▶ **EXERCISE INSTRUCTIONS**: From the first line of the data below, copy each line up to the one containing "column 36, row 63", and include that line too.

▶ **RAW DATA**:
Start of Block

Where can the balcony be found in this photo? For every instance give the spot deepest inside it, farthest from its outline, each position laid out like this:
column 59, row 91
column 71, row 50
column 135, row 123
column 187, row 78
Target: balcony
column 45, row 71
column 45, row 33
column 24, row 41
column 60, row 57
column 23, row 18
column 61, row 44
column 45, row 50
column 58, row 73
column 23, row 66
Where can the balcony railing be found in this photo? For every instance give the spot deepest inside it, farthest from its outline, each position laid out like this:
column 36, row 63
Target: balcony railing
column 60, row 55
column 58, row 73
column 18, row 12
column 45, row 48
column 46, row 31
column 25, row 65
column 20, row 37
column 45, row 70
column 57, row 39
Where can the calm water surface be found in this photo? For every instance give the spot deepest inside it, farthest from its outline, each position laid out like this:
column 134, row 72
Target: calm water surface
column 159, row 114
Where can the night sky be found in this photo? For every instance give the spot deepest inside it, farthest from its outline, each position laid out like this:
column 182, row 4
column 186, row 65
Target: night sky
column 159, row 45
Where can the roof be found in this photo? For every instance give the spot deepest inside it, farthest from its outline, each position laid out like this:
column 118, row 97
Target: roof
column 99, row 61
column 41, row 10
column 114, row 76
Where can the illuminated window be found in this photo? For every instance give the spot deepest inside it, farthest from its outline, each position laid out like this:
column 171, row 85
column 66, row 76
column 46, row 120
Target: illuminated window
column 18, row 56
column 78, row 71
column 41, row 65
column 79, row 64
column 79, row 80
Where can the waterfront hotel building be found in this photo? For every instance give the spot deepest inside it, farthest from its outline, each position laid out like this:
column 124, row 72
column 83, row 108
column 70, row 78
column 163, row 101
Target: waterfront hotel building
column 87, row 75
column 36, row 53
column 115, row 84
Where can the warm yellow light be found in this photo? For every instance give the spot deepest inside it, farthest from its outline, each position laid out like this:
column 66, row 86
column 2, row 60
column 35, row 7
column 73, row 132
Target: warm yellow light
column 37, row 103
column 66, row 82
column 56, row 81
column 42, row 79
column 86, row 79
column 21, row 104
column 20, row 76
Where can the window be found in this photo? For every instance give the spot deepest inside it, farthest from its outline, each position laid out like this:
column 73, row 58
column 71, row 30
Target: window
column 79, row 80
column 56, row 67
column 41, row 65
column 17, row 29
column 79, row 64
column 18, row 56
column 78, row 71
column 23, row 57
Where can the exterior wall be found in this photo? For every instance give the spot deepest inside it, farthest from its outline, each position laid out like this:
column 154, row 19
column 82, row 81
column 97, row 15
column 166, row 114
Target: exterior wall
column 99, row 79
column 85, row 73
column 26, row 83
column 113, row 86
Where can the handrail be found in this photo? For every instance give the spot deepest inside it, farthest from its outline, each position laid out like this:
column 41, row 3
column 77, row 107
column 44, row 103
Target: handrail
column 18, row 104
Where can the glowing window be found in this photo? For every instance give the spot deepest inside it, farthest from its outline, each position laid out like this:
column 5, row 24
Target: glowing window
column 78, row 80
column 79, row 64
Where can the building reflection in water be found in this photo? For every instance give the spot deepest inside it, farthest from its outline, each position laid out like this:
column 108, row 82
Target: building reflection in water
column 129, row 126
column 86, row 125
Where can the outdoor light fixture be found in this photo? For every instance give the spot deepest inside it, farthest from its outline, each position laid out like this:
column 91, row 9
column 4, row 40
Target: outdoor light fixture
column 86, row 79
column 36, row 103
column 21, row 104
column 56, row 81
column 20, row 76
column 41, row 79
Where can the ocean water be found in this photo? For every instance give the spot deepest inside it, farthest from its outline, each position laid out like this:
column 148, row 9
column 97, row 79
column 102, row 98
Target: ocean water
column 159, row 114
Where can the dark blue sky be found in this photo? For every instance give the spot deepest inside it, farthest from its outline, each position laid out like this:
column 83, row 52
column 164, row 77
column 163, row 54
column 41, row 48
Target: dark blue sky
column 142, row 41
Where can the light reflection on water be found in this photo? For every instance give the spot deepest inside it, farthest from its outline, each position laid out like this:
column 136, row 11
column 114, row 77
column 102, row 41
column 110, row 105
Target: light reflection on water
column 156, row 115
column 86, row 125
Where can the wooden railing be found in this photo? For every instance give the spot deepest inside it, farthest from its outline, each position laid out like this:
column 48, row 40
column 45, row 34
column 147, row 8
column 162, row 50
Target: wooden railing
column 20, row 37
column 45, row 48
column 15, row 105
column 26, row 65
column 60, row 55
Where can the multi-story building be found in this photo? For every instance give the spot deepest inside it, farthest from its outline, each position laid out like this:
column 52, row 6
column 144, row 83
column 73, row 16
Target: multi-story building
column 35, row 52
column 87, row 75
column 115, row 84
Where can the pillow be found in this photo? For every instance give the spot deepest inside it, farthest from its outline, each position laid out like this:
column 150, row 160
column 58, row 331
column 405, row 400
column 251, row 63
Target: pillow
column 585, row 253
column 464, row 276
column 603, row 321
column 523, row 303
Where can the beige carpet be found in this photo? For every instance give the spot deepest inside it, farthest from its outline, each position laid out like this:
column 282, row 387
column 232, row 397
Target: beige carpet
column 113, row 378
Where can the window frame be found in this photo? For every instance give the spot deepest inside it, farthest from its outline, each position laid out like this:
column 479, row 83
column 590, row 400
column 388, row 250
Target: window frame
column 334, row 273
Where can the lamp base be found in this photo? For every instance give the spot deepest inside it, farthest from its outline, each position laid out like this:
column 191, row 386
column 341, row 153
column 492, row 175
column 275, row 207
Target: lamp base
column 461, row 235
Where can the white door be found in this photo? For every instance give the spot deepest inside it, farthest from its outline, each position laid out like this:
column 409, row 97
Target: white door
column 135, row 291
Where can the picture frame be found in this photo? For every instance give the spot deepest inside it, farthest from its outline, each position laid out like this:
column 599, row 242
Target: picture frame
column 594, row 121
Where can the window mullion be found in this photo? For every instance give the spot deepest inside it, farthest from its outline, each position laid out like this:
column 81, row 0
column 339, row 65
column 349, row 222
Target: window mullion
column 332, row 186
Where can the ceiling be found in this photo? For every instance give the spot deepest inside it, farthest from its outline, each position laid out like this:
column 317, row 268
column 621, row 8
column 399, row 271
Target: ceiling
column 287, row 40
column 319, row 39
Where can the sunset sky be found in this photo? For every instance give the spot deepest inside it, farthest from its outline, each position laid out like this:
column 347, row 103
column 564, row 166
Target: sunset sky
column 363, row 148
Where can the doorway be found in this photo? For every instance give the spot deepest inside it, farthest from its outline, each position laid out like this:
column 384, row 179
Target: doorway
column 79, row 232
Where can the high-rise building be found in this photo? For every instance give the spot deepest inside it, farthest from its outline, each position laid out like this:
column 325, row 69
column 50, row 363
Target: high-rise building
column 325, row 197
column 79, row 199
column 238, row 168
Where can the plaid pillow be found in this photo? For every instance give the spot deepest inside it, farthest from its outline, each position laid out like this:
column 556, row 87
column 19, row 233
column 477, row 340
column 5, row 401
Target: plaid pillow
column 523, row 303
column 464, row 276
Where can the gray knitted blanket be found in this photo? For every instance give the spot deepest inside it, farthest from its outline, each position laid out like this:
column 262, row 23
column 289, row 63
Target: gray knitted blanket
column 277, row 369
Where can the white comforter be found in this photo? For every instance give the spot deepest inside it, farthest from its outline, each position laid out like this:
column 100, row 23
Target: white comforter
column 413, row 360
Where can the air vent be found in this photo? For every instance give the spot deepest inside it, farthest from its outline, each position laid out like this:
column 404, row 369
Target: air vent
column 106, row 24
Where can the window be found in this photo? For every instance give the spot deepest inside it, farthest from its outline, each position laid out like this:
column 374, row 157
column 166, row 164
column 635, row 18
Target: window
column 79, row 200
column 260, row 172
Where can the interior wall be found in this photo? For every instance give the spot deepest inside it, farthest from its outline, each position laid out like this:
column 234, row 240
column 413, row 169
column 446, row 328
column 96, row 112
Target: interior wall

End of Block

▶ **ANSWER TO THIS PROBLEM**:
Where can the balcony be found in this photo? For every instance give the spot deepest inside it, farthest from its outline, each position laid out like this:
column 59, row 91
column 71, row 50
column 135, row 123
column 187, row 78
Target: balcony
column 45, row 71
column 45, row 33
column 24, row 41
column 60, row 57
column 23, row 18
column 61, row 44
column 45, row 50
column 58, row 73
column 23, row 66
Where can the balcony railing be found in this photo? For every instance give the spot deepest inside it, farthest from its outline, each position laid out like this:
column 36, row 63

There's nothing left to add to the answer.